### SOURCE EXTRACT
Detecting Out-of-Context Image-Caption Pairs in News: A Counter-Intuitive Method

Authors: Eivind Moholdt, Sohail Ahmed Khan, Duc-Tien Dang-Nguyen

Published: 2023-08-31 10:16:59+00:00

Comment: ACM International Conference on Content-Based Multimedia Indexing (CBMI '23)

AI Summary

This paper introduces a novel approach for detecting Out-of-Context (OOC) image-caption pairs in news by leveraging generative image models. The method involves generating synthetic images from captions and then comparing their perceptual similarity to identify cheapfakes. The authors also contribute two new datasets comprising images generated by DALL-E 2 and Stable Diffusion to facilitate further research in this area.

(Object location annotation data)

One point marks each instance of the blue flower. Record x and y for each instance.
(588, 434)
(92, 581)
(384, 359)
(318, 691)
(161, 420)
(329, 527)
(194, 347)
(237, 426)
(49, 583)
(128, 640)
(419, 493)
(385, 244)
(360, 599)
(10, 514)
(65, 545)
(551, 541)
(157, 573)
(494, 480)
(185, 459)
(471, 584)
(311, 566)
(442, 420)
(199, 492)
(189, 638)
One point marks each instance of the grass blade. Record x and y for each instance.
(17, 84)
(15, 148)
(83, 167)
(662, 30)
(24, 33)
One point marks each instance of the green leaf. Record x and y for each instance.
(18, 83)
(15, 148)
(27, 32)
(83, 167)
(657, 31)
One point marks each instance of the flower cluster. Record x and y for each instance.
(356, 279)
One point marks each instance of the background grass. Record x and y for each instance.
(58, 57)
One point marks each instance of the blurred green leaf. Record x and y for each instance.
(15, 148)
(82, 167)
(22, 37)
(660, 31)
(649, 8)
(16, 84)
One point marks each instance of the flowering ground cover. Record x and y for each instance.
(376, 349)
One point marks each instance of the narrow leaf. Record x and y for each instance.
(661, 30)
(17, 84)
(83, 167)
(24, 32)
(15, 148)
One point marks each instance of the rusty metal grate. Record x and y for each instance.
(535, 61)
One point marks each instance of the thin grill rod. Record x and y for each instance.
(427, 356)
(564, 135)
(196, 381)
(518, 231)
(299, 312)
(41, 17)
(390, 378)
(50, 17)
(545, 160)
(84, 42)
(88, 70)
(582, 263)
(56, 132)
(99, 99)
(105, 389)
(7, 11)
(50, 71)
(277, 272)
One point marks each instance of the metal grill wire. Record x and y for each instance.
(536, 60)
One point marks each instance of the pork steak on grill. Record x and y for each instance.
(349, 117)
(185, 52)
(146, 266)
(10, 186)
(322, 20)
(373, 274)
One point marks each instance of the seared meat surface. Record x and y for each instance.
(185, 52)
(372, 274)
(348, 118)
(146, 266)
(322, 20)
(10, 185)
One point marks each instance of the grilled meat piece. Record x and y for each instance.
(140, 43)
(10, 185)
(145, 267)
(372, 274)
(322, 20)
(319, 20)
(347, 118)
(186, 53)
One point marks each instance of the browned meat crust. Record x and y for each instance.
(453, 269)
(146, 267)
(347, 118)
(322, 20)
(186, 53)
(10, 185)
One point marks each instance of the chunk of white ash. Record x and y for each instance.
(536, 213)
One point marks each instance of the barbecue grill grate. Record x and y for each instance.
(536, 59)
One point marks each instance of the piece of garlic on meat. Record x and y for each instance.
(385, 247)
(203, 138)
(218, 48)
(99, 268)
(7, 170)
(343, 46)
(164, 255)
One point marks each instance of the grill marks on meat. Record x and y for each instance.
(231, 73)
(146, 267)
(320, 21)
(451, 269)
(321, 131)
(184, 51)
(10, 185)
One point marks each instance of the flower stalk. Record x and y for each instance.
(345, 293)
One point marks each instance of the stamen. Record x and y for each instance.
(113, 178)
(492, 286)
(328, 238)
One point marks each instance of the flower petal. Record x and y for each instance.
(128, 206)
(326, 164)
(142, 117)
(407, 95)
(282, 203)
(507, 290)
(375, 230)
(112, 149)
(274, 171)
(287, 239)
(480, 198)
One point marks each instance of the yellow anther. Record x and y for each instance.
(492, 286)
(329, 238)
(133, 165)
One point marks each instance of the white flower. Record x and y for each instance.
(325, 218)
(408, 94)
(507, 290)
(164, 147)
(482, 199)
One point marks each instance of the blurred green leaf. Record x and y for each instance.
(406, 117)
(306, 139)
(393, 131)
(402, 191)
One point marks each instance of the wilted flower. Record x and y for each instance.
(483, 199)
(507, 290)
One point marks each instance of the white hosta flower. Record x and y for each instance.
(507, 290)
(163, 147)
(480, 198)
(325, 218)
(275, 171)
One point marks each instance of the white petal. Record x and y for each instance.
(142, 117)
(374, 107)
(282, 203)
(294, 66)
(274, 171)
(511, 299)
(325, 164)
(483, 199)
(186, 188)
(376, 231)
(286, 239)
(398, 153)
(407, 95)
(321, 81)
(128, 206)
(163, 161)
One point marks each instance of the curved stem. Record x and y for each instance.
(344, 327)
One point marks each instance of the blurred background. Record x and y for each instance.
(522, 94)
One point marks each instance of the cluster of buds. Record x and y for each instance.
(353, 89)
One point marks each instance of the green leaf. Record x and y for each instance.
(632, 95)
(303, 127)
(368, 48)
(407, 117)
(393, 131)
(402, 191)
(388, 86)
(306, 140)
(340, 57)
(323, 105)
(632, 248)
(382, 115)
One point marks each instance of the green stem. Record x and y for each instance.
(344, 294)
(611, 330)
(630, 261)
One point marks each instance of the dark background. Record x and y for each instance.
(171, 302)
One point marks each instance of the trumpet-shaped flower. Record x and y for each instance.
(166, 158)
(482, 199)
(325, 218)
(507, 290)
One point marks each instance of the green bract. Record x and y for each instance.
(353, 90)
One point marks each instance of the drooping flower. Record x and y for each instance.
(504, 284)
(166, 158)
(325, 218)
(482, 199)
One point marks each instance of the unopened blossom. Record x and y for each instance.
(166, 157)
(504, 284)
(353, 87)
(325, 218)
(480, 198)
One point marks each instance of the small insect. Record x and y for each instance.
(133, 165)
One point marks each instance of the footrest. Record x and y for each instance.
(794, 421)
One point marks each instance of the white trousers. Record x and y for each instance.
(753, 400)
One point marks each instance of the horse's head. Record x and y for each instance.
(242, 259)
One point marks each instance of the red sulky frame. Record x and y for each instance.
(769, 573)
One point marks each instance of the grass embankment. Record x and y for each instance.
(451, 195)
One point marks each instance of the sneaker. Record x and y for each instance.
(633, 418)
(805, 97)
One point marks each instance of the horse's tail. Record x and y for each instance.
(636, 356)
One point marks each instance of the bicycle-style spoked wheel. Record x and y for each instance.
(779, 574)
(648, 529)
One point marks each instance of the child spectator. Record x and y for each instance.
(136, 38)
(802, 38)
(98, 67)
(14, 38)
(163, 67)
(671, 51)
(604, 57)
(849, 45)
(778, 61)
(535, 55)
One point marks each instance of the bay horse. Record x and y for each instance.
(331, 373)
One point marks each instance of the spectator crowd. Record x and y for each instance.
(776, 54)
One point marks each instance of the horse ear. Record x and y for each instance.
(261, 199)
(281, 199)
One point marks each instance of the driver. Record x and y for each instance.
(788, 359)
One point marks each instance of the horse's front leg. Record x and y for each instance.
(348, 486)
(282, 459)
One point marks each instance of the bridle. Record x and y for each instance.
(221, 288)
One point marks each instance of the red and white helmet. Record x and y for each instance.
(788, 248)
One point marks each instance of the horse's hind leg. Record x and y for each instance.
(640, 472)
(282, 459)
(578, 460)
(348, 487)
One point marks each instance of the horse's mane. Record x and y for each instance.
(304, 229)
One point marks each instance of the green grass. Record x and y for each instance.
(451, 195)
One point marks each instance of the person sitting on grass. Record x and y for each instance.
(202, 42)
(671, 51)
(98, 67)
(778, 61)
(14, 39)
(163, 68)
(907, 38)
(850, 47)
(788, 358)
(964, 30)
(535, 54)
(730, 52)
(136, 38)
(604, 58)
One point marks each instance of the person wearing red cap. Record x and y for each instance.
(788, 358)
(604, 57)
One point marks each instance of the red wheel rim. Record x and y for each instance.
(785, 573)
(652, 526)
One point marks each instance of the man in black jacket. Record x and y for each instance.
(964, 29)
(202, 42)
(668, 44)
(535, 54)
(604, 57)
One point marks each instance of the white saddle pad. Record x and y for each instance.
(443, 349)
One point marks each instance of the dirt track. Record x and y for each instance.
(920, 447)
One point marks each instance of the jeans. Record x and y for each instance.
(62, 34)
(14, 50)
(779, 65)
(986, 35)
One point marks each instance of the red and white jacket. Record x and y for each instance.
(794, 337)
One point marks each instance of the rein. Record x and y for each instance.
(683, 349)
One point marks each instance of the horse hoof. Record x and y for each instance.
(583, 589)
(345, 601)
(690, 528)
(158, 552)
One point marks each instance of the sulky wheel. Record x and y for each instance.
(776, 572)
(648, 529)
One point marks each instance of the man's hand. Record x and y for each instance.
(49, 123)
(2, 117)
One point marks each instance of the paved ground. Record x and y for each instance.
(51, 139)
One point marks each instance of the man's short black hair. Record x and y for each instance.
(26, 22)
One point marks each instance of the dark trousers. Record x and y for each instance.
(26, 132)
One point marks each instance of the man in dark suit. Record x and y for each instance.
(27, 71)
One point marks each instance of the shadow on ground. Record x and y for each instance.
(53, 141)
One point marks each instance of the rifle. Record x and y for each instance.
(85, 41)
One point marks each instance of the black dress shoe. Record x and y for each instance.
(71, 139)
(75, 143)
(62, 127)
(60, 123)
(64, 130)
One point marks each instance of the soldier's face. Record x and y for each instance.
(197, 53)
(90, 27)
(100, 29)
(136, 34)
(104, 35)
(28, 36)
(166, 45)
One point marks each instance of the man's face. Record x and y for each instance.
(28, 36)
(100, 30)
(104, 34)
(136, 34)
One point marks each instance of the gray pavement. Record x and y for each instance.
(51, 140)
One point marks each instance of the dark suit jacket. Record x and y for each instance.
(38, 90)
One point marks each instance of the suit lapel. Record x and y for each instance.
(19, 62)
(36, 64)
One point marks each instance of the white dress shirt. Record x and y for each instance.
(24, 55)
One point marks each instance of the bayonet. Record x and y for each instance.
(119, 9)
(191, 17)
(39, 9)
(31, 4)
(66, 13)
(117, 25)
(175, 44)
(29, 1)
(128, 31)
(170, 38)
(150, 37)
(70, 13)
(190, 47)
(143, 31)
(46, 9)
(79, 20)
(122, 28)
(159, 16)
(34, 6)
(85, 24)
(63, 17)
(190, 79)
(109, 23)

### WORK INSTRUCTIONS
1 – Can you reproduce the stretch of the paper summary from "Authors: Eivind Moholdt, Sohail" through "Indexing (CBMI '23)", word for word?
2 – Answer these from the paper summary:
(a) At which conference was the paper presented?
(b) On what date was it published?
(c) Which two generative models produced the images in the new datasets?

### OUTPUTS
1 –
Authors: Eivind Moholdt, Sohail Ahmed Khan, Duc-Tien Dang-Nguyen

Published: 2023-08-31 10:16:59+00:00

Comment: ACM International Conference on Content-Based Multimedia Indexing (CBMI '23)

2 –
(a) The ACM International Conference on Content-Based Multimedia Indexing (CBMI '23)
(b) 2023-08-31
(c) DALL-E 2 and Stable Diffusion